- _Quoted text_:

• Revenues increase 9 percent to € 12.4 billion
• EBIT* before one-off rises 56 percent to € 741 million
• Net Income rises 91 percent to € 241 million
Amsterdam 14-5-2013 — /europawire.eu/ — EADS (stock exchange symbol: EAD) achieved a solid start to 2013, with first quarter revenues and profitability driven by commercial aircraft deliveries. Despite the overall market environment, defence revenues remained stable thanks to the Group’s mix of series and development programmes and long-term contracts.
Order intake(5) rose sharply to € 49.9 billion while the order book had reached € 614.3 billion at the end of the first quarter. The reported EBIT* amounted to € 596 million with a Net Cash position of € 9.2 billion at the end of March 2013.
“The quarter was an eventful one for EADS, with shareholders approving the new governance structure while the share buyback programme is progressing and the free-float has risen significantly,” said EADS CEO Tom Enders. “On the operational side, we had a rather good start into 2013 with improved revenues and profitability. Management continues to focus on improving the bottom line performance in 2013 and beyond.”
During the quarter, EADS’ revenues increased 9 percent to € 12.4 billion (Q1 2012: € 11.4 billion), mainly reflecting the higher aircraft deliveries at Airbus Commercial. Revenues at Astrium and Cassidian were broadly stable compared to a year earlier. The Group’s defence revenues totalled € 2.3 billion.
EBIT* before one-off – an indicator capturing the underlying business margin by excluding material non-recurring charges or profits caused by movements in provisions related to programmes and restructurings or foreign exchange impacts – increased to € 741 million (Q1 2012: € 475 milliona) for EADS and to € 601 million for Airbus (Q1 2012: € 314 milliona). This was driven by the strong underlying performance at Airbus Commercial. The Group EBIT* before one-off margin improved to 6.0 percent.

- _Challenge_:
Continue the EADS first-quarter 2013 results release, starting after its final sentence.

- _Data supplied_:

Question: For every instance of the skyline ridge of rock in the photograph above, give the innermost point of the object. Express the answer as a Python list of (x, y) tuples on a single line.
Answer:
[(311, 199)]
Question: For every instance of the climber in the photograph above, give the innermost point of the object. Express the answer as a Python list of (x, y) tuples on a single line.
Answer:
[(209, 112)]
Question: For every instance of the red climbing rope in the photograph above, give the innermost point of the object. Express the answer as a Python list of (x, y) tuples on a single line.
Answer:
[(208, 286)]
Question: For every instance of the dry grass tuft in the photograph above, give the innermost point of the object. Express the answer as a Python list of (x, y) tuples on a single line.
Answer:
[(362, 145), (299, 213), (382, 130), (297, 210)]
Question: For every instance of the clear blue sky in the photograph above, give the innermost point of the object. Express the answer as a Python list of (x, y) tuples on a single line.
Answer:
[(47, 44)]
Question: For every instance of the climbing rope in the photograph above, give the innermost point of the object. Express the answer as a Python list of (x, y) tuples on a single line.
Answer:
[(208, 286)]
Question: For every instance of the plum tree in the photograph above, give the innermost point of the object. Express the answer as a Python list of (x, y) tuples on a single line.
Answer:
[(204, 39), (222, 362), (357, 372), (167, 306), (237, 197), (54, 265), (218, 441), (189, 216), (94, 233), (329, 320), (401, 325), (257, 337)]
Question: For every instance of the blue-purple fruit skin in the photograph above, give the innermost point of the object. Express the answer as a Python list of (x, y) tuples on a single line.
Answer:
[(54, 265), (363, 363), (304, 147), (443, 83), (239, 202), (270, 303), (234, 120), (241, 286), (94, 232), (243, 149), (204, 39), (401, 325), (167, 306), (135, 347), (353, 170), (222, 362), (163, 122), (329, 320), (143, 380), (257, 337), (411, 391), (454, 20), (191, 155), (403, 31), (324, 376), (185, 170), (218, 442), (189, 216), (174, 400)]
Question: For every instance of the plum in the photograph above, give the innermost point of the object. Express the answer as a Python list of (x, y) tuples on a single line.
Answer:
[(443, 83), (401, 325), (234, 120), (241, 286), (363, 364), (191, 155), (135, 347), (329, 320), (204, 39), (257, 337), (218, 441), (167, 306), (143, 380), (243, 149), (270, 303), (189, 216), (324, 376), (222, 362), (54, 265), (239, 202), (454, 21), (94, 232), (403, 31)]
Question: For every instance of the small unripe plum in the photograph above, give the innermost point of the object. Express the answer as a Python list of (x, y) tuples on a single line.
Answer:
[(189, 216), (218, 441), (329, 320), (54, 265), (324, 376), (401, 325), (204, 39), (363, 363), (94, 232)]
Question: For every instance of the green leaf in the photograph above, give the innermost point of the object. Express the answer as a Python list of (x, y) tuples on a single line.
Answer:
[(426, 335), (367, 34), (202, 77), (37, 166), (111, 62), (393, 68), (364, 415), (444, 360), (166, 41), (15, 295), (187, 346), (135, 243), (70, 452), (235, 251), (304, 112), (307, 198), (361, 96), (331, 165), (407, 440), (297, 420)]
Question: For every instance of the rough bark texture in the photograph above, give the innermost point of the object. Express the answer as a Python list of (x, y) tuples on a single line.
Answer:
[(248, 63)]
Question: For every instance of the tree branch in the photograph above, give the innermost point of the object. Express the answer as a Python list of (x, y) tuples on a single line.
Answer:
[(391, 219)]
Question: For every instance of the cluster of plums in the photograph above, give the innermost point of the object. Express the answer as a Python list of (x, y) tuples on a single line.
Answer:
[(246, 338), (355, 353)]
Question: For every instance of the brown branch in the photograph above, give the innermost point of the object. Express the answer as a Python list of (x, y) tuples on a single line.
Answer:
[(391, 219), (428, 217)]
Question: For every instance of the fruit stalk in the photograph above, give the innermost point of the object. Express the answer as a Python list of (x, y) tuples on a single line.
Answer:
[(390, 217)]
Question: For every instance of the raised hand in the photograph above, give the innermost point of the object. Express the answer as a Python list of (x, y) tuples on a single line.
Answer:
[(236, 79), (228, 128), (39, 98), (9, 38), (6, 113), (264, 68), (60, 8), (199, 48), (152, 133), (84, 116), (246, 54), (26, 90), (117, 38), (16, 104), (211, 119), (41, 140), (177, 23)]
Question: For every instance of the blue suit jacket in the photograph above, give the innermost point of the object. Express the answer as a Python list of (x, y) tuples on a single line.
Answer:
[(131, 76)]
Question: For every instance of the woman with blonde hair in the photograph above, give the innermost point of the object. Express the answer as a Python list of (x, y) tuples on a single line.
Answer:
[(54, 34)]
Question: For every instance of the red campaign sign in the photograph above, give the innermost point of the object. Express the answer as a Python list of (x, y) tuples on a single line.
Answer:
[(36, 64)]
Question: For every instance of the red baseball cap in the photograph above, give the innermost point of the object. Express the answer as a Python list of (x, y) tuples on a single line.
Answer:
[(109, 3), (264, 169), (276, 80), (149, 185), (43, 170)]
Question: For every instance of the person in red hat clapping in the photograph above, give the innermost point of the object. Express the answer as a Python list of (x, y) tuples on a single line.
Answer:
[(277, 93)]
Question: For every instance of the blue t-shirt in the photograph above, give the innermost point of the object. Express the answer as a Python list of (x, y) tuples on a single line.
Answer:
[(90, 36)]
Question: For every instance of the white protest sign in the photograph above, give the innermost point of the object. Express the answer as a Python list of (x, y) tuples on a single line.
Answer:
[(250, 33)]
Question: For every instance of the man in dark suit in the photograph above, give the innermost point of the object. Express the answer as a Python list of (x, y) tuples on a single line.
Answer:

- _Answer below_:
EADS’ reported EBIT* increased to € 596 million (Q1 2012: € 333 milliona) and included total one-off charges of € 145 million at Airbus. As anticipated, € 14 million of this were booked for the A380 wing rib feet repair. In addition, a negative dollar mismatch and balance sheet revaluation of € 131 million is reflected in the Q1 2013 one-off charges.
The finance result amounted to € -251 million (Q1 2012: € -143 million). The deviation compared to Q1 2012 mainly reflects a negative foreign exchange revaluation. Net Income increased significantly to € 241 million (Q1 2012: € 126 milliona), or earnings per share of € 0.29 (earnings per share Q1 2012: € 0.15a).
Due to favourable phasing at Airbus Commercial, including IAS 38 capitalisation on the A350 XWB, Self-financed Research & Development (R&D) expenses declined to € 624 million (Q1 2012: € 726 million).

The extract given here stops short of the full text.